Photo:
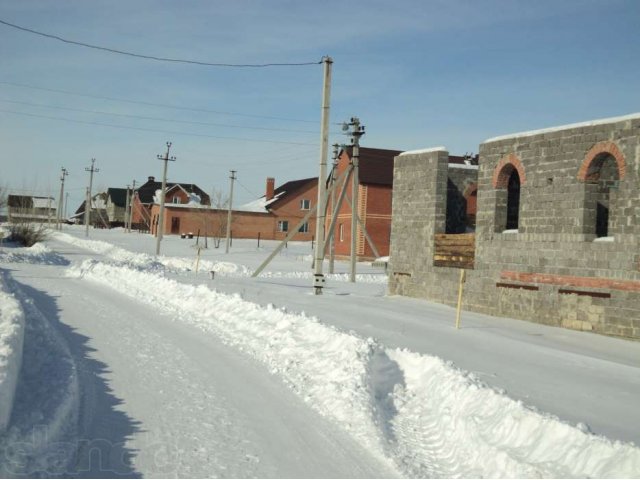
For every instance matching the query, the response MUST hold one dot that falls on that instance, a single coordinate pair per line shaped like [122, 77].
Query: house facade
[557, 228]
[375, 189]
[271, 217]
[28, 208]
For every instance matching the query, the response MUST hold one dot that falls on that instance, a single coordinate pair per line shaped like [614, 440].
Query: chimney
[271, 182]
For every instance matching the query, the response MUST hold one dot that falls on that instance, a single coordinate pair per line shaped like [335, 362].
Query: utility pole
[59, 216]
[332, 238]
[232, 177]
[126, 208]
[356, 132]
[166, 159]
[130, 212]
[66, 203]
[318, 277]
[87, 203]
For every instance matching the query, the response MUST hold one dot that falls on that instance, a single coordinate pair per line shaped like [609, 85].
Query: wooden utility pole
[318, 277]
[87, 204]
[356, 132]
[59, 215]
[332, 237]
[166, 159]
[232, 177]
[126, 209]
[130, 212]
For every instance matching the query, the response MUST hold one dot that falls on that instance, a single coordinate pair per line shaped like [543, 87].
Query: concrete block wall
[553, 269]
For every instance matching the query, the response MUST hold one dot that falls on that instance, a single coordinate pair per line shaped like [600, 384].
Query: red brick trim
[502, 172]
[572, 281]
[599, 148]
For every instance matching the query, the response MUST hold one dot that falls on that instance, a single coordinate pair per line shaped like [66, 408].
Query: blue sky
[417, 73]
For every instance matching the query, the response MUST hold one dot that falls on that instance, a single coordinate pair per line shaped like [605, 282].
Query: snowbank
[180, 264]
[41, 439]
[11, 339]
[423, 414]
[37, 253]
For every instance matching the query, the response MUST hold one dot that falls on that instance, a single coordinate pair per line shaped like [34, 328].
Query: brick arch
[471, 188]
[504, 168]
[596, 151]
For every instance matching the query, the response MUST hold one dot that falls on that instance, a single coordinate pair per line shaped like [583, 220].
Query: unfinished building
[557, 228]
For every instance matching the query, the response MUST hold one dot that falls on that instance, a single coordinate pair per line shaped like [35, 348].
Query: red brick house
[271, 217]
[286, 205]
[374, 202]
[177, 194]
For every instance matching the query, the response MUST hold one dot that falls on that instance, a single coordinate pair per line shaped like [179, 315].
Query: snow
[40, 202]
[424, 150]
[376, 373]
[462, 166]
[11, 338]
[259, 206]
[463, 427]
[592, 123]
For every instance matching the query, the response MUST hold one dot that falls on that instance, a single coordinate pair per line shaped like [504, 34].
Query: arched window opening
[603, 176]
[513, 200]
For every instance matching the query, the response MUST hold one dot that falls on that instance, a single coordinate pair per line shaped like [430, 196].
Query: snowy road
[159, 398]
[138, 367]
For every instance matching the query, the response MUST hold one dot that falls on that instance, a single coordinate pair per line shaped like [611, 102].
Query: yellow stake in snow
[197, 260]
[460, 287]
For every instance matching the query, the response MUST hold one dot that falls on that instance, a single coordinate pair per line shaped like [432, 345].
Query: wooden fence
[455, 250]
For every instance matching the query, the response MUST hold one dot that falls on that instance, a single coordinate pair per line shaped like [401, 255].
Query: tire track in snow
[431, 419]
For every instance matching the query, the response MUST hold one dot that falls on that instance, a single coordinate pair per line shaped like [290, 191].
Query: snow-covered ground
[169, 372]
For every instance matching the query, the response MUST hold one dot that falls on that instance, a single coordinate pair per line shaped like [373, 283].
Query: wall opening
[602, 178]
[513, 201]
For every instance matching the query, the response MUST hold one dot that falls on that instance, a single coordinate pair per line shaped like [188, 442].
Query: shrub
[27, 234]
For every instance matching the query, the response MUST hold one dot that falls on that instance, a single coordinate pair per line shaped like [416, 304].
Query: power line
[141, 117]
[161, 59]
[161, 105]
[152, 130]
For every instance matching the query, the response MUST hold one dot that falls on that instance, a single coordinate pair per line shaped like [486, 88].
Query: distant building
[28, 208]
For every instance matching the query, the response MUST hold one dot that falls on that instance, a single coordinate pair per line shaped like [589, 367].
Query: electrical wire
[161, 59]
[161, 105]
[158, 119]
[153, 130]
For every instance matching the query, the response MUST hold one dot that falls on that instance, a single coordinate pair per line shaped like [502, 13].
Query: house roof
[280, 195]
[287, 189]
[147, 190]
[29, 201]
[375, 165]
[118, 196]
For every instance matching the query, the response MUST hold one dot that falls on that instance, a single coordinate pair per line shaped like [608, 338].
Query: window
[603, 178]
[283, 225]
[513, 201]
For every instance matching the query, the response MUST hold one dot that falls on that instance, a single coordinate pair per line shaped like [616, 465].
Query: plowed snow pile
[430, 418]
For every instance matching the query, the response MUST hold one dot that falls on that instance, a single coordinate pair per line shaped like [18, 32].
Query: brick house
______
▸ **Aim of the exercise**
Please extract all the lines above and write them out again word for word, leaving out the pictures.

▸ **Completed task**
Photo:
For every instance matching the query, the response MUST hold one dot that falls on that instance, a single coordinate pair per line shaped like [122, 77].
Query: house facade
[557, 228]
[375, 189]
[271, 217]
[28, 208]
For every instance matching the query, the response MUST hold one dot that falls on that instance, a single coordinate pair per line shaped like [614, 440].
Query: chimney
[271, 182]
For every instance matching the query, the response MUST hold one dot that falls on that instance, a single coordinate pair per line shaped like [335, 362].
Query: utility pole
[59, 216]
[332, 238]
[232, 177]
[126, 208]
[356, 132]
[166, 159]
[130, 212]
[66, 203]
[318, 277]
[87, 203]
For every instance matching the query, the response MUST hold one dot that falls on that instance, a single coordinate pair per line shaped like [609, 85].
Query: wooden utility pole
[318, 277]
[87, 204]
[356, 132]
[59, 215]
[332, 237]
[166, 159]
[232, 177]
[126, 209]
[130, 212]
For every instance matching the query, the response MUST hold one dot that falls on that instance, a single coordinate pair per line shaped like [543, 87].
Query: concrete block wall
[553, 269]
For every instance matching the query, the response MUST hold one dot that falls on that instance, a single coordinate pair per line shaped like [600, 384].
Query: red brick trim
[502, 172]
[572, 281]
[599, 148]
For every instance matching the query, the response MUST hold one dot that falls on that instance, a single coordinate pair per line shaped like [66, 408].
Query: blue sky
[417, 73]
For every instance matching the query, the response MUST hold one dot that falls on that instance, a single coordinate pair per line shaped like [605, 282].
Query: snowbank
[180, 264]
[41, 439]
[11, 339]
[423, 414]
[37, 253]
For every instance matching the query, the response MUST hold one dot that falls on that instance, a single coordinate pair per line shaped like [34, 328].
Query: brick arch
[471, 188]
[504, 168]
[596, 151]
For every instance matching the query, the response MUST hold one dot that falls on that instance, a single coordinate pair per line shaped like [583, 220].
Query: unfinished building
[557, 228]
For every instance matching the query, the response MUST hold one dot that falls on that instance, a single coordinate pair per line shaped like [35, 348].
Query: red brick house
[271, 217]
[286, 205]
[374, 202]
[177, 194]
For every instance matching the query, the response MUST hold one dot that falls on that instance, a single coordinate pair per line shaped like [179, 315].
Query: snow
[40, 202]
[424, 150]
[376, 373]
[462, 166]
[11, 338]
[259, 206]
[463, 427]
[592, 123]
For every instance matching the query, the response MUST hold one dot that falls on that instance, a single coordinate pair per line shaped like [504, 34].
Query: arched window opening
[603, 176]
[513, 200]
For every instance matching the query, the response MUST hold one dot that falls on that instance, a single coordinate pair per line shaped like [430, 196].
Query: snowy road
[159, 398]
[138, 367]
For every instance matching the query, the response MUST hold one dot that falls on that instance, a single coordinate pair per line shaped like [611, 102].
Query: yellow stake in snow
[197, 260]
[460, 287]
For every instance matching the query, the response MUST hold one dot that falls on that instance, a single coordinate pair per line shaped like [432, 345].
Query: wooden fence
[455, 250]
For every instance matching the query, the response MUST hold one dot that falls on that instance, a single coordinate pair per line shaped like [401, 255].
Query: tire track in snow
[431, 419]
For every instance matching the query, the response MUST hold one dot that falls on that instance, a single coordinate pair per line shaped like [290, 191].
Query: snow-covered ground
[169, 372]
For every instance matching the query, the response MUST hold one dot that falls on that instance, a single coordinate pair per line shaped like [373, 283].
Query: wall opening
[602, 178]
[513, 201]
For every instance matching the query, the response MUST hold one dot that falls on that instance, a single coordinate pair per line shaped like [188, 442].
Query: shrub
[27, 234]
For every instance matching the query, the response MUST hold one dot that falls on that instance, a single coordinate pair per line shaped like [416, 304].
Query: power line
[141, 117]
[161, 59]
[161, 105]
[152, 130]
For every instance matching the query, the response MUST hold one dot that falls on that instance, a single coordinate pair per line shaped like [486, 88].
Query: distant building
[28, 208]
For every instance matching the query, the response MUST hold one dot that falls on that instance, a single coordinate pair per line shaped like [589, 367].
Query: electrical wire
[161, 59]
[161, 105]
[158, 119]
[153, 130]
For every instance matching the query, the response MUST hold one dot that falls on that instance, a single coordinate pair per line shaped like [502, 13].
Query: house roof
[280, 195]
[287, 189]
[147, 190]
[29, 201]
[375, 165]
[118, 196]
For every instance matching the query, the response MUST hold one dot that falls on that instance, a single coordinate pair per line shaped like [608, 338].
Query: window
[603, 178]
[283, 225]
[513, 201]
For every instance matching the query, the response MUST hold one dot that falls on that instance, a single coordinate pair per line shaped like [616, 465].
Query: plowed snow pile
[430, 418]
For every instance matching the query, the response MUST hold one dot that falls on that instance, a single coordinate pair per line shaped like [18, 32].
Query: brick house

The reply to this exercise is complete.